-- WHAT IS BEING ASKED --
All that is wanted is a word-for-word copy of the data from its first line to the line containing "positive clicks: (99, 62) (92, 63) (66, 84)", both included.

(Extracted records)
- - -

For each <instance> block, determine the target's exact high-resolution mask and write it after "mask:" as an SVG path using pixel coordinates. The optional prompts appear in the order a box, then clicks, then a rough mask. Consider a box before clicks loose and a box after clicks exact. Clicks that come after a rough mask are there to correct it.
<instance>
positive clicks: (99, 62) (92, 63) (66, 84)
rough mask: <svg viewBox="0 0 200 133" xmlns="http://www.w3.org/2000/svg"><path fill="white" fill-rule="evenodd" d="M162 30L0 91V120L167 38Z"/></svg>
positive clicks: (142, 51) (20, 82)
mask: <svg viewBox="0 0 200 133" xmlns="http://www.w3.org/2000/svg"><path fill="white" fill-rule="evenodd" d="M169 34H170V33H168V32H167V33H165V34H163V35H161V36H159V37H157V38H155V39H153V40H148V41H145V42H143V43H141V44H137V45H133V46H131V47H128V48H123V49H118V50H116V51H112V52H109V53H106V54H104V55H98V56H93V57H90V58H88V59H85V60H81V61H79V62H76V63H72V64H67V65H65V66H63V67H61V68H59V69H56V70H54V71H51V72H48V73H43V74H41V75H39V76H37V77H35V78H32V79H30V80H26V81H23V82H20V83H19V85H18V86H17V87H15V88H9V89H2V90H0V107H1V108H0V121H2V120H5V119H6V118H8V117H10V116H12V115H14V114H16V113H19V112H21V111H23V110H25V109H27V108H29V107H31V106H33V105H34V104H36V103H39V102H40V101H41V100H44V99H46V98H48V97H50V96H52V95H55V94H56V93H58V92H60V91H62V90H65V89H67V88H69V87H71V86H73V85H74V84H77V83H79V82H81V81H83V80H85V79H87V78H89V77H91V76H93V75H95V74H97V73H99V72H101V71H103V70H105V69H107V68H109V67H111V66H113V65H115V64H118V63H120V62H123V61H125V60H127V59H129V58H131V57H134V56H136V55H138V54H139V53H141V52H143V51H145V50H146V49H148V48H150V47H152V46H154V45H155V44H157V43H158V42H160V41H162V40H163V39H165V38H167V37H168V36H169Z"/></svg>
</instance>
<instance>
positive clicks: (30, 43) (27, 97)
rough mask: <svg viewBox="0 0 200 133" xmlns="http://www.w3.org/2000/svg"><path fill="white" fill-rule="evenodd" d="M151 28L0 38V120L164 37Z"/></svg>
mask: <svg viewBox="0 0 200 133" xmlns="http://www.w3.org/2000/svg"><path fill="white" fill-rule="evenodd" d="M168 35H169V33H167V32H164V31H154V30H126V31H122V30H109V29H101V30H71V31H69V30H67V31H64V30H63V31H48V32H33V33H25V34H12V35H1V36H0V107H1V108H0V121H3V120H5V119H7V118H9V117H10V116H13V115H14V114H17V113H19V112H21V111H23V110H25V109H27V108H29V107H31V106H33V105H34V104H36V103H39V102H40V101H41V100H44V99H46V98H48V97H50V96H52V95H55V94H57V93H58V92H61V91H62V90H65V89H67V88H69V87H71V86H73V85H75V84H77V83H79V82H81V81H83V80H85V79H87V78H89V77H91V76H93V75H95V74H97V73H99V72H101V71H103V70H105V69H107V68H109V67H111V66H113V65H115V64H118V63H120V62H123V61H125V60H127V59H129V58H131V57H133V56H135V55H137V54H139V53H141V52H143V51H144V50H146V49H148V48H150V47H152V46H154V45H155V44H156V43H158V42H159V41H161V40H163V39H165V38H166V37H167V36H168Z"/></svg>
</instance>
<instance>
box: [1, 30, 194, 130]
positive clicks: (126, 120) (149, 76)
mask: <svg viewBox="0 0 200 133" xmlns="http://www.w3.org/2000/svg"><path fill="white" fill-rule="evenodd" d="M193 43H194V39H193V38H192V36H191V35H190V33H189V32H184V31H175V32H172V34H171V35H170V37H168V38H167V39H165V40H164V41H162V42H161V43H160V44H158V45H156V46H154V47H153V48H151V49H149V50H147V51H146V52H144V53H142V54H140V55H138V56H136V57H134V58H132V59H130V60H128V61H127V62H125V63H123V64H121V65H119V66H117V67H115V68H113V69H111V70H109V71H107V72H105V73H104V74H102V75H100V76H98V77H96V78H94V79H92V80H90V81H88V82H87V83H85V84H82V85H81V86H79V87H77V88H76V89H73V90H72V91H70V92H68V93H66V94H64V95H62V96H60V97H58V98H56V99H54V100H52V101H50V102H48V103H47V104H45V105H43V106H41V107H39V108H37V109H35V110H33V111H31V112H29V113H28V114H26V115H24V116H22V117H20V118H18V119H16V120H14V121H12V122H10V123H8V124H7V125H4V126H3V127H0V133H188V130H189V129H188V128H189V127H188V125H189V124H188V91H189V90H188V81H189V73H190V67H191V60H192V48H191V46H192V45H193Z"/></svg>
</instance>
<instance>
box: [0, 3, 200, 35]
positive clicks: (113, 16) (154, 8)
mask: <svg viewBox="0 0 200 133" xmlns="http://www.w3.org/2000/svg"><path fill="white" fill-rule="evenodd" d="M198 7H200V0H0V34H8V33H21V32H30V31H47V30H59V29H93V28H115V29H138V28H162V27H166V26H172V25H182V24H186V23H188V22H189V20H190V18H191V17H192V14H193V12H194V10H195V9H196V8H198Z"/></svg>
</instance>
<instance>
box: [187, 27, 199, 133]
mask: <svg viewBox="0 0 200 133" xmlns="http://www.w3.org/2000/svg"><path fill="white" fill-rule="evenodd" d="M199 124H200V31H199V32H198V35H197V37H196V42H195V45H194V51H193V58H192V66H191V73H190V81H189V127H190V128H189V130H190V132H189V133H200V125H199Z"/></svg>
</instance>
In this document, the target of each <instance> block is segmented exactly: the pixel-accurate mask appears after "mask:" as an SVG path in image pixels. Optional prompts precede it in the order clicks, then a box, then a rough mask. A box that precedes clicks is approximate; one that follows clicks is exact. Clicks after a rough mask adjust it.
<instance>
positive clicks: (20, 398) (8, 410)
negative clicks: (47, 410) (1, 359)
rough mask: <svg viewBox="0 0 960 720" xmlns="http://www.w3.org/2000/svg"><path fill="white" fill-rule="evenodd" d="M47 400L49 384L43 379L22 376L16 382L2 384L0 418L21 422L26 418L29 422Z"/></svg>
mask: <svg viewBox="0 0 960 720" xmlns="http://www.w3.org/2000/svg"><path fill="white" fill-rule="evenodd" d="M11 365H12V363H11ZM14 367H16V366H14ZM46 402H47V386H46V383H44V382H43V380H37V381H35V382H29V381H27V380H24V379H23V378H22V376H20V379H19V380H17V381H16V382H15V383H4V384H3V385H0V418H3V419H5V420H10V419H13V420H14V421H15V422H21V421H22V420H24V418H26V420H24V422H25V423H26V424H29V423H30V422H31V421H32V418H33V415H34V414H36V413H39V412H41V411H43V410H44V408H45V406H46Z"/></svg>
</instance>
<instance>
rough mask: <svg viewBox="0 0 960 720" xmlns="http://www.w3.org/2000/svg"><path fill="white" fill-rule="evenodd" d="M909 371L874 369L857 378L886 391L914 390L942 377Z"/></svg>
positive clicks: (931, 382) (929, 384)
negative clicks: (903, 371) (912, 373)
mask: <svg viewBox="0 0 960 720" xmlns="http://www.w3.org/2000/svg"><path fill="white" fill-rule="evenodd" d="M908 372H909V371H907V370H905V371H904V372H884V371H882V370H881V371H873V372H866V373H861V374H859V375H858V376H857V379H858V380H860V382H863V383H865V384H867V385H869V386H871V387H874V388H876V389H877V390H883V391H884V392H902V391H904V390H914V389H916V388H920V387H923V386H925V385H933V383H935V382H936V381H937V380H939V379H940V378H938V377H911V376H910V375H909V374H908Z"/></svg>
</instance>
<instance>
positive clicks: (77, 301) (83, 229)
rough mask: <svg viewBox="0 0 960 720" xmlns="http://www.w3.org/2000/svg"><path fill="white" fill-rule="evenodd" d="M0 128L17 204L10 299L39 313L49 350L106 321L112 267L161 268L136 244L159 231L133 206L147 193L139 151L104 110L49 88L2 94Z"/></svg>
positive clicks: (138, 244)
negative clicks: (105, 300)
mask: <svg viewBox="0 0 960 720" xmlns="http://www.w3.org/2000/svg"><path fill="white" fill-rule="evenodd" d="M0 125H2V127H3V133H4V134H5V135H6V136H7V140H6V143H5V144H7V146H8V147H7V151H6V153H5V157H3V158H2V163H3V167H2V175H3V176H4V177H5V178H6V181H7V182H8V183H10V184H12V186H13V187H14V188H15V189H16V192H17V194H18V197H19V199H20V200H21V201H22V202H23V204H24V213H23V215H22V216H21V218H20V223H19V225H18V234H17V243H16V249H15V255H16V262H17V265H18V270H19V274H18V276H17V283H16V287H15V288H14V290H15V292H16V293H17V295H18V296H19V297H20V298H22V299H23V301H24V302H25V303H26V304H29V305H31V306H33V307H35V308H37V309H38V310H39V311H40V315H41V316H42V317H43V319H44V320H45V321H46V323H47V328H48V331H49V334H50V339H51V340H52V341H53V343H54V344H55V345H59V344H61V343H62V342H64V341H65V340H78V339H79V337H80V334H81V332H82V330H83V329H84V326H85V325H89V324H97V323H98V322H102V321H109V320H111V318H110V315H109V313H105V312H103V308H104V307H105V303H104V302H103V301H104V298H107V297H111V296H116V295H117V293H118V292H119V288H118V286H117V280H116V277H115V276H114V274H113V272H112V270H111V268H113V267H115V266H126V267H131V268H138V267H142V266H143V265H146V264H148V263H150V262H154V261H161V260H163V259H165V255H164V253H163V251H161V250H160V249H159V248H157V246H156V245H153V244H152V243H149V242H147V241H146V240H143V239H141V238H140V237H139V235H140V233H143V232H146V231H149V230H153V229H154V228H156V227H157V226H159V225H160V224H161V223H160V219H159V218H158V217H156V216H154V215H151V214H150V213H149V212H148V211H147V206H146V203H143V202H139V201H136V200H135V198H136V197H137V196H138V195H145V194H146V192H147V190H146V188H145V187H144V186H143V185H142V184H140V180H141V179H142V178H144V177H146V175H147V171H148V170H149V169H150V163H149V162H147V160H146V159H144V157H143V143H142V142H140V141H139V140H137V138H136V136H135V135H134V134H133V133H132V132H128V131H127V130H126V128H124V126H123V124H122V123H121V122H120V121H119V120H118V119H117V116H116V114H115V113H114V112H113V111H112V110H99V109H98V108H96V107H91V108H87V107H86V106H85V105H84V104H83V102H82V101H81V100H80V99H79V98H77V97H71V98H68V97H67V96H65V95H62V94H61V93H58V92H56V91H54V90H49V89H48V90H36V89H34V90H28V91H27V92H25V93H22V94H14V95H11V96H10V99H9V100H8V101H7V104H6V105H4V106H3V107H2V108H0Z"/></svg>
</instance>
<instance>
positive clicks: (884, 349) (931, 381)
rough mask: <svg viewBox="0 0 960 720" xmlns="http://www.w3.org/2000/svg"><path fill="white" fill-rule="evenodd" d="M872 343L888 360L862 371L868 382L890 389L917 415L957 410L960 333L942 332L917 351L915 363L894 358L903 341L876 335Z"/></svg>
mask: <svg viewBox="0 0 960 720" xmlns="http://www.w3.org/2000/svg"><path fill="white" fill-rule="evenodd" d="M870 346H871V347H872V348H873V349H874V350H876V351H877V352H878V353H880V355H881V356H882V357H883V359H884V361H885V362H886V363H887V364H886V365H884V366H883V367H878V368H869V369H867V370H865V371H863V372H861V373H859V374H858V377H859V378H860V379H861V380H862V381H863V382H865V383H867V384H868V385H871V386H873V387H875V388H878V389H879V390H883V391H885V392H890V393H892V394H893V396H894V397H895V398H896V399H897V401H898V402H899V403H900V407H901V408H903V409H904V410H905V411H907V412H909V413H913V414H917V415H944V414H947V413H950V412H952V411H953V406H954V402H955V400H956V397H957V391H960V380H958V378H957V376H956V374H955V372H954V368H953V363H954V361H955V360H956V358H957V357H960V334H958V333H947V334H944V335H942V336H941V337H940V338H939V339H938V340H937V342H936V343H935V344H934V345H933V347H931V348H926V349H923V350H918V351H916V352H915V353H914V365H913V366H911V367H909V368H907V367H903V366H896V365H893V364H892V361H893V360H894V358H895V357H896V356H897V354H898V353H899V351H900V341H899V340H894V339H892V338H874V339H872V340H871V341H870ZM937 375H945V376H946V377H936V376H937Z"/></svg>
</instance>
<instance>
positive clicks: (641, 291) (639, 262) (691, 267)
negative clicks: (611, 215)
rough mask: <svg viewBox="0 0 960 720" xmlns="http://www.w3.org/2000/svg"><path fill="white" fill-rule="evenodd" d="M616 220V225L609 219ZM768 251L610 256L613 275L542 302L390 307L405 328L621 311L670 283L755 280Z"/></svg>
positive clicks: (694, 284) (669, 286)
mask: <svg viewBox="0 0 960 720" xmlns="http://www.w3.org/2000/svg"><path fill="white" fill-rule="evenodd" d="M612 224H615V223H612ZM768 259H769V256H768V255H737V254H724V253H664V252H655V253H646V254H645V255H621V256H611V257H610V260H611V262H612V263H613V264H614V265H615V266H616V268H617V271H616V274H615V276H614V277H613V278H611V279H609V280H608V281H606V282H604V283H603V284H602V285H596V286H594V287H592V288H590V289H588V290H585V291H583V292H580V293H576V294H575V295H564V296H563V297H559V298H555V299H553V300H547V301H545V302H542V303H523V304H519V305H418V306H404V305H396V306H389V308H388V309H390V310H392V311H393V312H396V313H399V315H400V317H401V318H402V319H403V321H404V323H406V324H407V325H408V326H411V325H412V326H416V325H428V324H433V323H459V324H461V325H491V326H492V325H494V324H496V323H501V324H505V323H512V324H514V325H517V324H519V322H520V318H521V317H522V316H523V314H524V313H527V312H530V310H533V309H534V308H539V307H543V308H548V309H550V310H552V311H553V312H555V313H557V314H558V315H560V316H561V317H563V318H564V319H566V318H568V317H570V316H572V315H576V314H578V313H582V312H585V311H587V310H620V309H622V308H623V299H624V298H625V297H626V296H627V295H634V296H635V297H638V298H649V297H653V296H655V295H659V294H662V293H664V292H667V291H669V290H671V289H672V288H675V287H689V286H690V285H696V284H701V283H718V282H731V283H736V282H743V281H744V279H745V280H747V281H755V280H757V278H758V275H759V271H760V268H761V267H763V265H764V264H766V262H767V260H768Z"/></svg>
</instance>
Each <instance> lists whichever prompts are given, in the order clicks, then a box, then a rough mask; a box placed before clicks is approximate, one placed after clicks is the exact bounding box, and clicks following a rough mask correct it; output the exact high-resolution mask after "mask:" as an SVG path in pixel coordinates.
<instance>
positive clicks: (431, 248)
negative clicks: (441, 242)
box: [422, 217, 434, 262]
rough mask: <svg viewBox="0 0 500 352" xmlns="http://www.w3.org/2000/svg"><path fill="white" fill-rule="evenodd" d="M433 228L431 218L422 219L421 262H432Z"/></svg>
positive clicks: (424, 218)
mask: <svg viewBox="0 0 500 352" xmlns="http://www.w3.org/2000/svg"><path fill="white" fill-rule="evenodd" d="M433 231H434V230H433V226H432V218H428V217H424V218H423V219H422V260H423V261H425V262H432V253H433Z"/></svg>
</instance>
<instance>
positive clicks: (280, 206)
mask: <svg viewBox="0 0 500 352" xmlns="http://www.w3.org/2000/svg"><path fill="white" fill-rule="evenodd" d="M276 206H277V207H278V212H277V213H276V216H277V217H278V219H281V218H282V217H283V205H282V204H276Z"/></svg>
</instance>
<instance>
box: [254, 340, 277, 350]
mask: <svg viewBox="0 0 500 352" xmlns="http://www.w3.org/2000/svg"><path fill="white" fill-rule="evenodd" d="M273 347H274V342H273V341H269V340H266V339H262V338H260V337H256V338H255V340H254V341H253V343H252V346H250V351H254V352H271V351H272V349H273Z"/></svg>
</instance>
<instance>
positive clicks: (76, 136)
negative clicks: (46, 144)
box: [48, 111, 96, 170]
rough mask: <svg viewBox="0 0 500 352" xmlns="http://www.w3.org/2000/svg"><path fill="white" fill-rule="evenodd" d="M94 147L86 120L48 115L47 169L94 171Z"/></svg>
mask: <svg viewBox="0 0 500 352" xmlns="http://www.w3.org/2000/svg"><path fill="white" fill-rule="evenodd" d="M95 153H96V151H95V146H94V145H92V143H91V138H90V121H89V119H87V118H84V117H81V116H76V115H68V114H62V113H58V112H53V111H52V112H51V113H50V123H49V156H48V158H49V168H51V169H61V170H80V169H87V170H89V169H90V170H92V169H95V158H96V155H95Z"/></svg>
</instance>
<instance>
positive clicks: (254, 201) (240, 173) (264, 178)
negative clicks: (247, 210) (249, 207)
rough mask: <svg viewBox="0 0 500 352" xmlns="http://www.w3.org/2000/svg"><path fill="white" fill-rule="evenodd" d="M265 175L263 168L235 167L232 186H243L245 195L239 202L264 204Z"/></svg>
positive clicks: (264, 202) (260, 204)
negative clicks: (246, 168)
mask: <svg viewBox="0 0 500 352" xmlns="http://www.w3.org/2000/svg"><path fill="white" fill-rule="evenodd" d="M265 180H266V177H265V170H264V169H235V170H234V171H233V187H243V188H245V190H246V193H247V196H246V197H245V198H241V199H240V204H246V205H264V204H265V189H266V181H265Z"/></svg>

- - -

-- EXERCISE RESULT --
For each <instance> block, determine the target's exact high-resolution mask and write it after "mask:" as an SVG path using pixel coordinates. The optional prompts appear in the order a box, then clicks, then a rough mask. Consider a box before clicks loose and a box after clicks exact. Clicks that come after a rough mask are there to correct it.
<instance>
positive clicks: (99, 62) (92, 63) (66, 84)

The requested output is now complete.